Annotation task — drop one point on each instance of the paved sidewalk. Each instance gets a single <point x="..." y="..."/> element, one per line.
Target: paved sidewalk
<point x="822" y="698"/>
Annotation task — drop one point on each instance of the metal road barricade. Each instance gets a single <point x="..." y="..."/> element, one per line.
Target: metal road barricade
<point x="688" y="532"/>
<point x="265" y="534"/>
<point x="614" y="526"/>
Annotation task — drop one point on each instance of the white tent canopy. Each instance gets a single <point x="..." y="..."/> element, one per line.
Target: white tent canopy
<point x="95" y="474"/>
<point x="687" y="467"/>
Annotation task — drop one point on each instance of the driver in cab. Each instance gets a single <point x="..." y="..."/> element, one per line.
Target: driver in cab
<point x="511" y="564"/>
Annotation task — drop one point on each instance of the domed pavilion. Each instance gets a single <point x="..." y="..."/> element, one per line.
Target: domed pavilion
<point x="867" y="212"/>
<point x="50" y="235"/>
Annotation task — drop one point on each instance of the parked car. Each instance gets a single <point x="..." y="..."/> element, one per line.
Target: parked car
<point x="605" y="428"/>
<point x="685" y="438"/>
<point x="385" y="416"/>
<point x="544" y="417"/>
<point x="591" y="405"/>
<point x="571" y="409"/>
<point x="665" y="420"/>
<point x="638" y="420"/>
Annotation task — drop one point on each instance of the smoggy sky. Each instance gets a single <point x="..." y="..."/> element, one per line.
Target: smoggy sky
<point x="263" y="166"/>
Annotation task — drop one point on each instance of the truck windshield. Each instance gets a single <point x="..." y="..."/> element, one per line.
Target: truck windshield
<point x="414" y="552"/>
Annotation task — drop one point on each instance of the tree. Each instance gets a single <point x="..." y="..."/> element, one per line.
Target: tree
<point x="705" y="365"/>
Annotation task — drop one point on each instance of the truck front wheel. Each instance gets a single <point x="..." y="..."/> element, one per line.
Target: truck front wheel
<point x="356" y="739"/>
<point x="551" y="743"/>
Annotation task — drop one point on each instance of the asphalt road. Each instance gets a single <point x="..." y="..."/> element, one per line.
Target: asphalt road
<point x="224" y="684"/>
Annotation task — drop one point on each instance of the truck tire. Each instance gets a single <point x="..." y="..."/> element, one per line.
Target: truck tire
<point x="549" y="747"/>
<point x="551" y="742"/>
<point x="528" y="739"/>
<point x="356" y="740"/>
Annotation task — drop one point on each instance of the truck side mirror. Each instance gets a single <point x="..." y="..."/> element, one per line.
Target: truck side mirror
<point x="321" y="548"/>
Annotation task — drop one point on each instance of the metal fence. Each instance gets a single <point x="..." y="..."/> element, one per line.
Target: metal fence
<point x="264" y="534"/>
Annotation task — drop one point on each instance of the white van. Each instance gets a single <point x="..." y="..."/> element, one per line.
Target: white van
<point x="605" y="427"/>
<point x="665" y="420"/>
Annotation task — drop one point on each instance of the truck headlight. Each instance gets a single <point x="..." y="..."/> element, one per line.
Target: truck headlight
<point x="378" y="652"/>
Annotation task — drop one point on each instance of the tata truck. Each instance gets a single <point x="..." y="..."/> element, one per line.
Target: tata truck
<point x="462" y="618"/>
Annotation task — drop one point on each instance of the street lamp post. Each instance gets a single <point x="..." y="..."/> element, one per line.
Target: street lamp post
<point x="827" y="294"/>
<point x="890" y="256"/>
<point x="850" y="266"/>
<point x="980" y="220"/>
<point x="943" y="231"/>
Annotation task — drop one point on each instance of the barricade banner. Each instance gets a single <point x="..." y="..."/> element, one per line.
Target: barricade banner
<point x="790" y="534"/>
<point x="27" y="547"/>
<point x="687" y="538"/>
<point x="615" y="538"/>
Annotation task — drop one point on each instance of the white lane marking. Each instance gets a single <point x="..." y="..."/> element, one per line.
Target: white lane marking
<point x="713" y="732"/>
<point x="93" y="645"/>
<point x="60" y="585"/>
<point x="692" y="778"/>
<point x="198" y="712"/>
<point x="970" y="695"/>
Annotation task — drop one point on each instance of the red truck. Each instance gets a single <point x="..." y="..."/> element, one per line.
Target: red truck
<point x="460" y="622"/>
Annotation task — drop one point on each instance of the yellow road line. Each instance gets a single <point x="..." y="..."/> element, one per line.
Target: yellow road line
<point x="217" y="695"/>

##########

(Task brief): Print every row above again, without changing a single character.

(Response for this exercise):
Annotation task — drop one point on each instance of the paved sidewalk. Each instance gets a single <point x="..." y="..."/> element, one per line.
Target: paved sidewalk
<point x="822" y="698"/>
Annotation task — drop one point on each instance of the metal road barricade. Each instance gets a single <point x="..." y="..."/> element, one per line.
Target: metal road barricade
<point x="688" y="532"/>
<point x="265" y="534"/>
<point x="614" y="526"/>
Annotation task — drop one point on each instance of the white tent canopy. Each instance gets a single <point x="..." y="..."/> element, one per line.
Target: white tent canopy
<point x="95" y="474"/>
<point x="687" y="467"/>
Annotation task — drop one point on each instance of the driver in cab. Each instance gets a single <point x="..." y="..."/> element, one per line.
Target: driver in cab
<point x="511" y="564"/>
Annotation task — drop one point on each instance of the domed pavilion. Each instance gets a single <point x="..." y="..."/> element, one per line.
Target: domed pavilion
<point x="867" y="212"/>
<point x="50" y="235"/>
Annotation task — drop one point on each instance of the parked car. Each instance gets a single <point x="..." y="..."/> element, one per line.
Target: parked car
<point x="605" y="428"/>
<point x="685" y="438"/>
<point x="385" y="416"/>
<point x="544" y="417"/>
<point x="591" y="405"/>
<point x="571" y="409"/>
<point x="665" y="420"/>
<point x="638" y="420"/>
Annotation task — drop one point on each instance of the smoggy sky. Each instance gets a single <point x="..." y="..."/> element, one per line.
Target: smoggy sky
<point x="263" y="166"/>
Annotation task — drop one point on each instance of the truck windshield. Each instance gets a single <point x="..." y="..."/> element, one per line.
Target: truck windshield
<point x="414" y="552"/>
Annotation task — drop one point on each instance of the tree. Each instance gets a single <point x="..." y="..."/> element, one per line.
Target: tree
<point x="705" y="365"/>
Annotation task — drop one point on each instance of the truck front wheel. Each instance gets a single <point x="..." y="..."/> element, one per line.
Target: truck front wheel
<point x="356" y="739"/>
<point x="551" y="743"/>
Annotation task — drop one point on each instance of the asphalt road. Each instance gets a single <point x="..." y="..."/> element, one per line.
Target: asphalt road
<point x="224" y="684"/>
Annotation task — drop one point on each instance of the truck tire. Each instance gets a single <point x="..." y="..."/> element, one per line.
Target: truck tire
<point x="549" y="747"/>
<point x="551" y="742"/>
<point x="528" y="739"/>
<point x="356" y="740"/>
Annotation task — drop one point on each instance of the truck side mirror. Each instance gets a single <point x="..." y="..."/> element, one per line.
Target: truck side mirror
<point x="321" y="548"/>
Annotation task — drop one point on each instance of the metal fence. Each instance gets a single <point x="..." y="..."/> element, one per line.
Target: metal fence
<point x="264" y="534"/>
Annotation task — drop one point on each instance of the white van. Each instance gets a single <point x="..." y="..."/> element, one per line.
Target: white van
<point x="605" y="427"/>
<point x="665" y="420"/>
Annotation task — drop one point on each instance of the truck headlight. Each instance gets a single <point x="..." y="..."/> element, one per line.
Target: truck headlight
<point x="378" y="652"/>
Annotation task — drop one point on each instance of the tata truck. Each instance gets a single <point x="..." y="..."/> element, one per line.
Target: tata truck
<point x="462" y="618"/>
Annotation task — drop one point on each instance of the street lamp post. Each instance gets a single <point x="..." y="..."/> element, one per line.
Target: street lamp post
<point x="827" y="294"/>
<point x="890" y="256"/>
<point x="850" y="266"/>
<point x="980" y="220"/>
<point x="943" y="231"/>
Annotation task — drop one point on each instance of the barricade banner. Each instance gets a single <point x="..." y="..."/> element, one per line.
Target: barricade banner
<point x="790" y="534"/>
<point x="27" y="547"/>
<point x="687" y="538"/>
<point x="615" y="538"/>
Annotation task — drop one point on each instance of the white lane marking. Each instance gets a single <point x="..." y="..."/> element, one per line.
Target: white lane marking
<point x="713" y="732"/>
<point x="93" y="645"/>
<point x="60" y="585"/>
<point x="692" y="778"/>
<point x="198" y="712"/>
<point x="970" y="695"/>
Annotation task — drop one point on each instance of the red truck. Each instance gets a single <point x="..." y="..."/> element, one per line.
Target: red truck
<point x="460" y="622"/>
Annotation task — drop one point on each instance of the yellow road line. Each instance gets a single <point x="..." y="..."/> element, one per line.
Target: yellow road line
<point x="217" y="695"/>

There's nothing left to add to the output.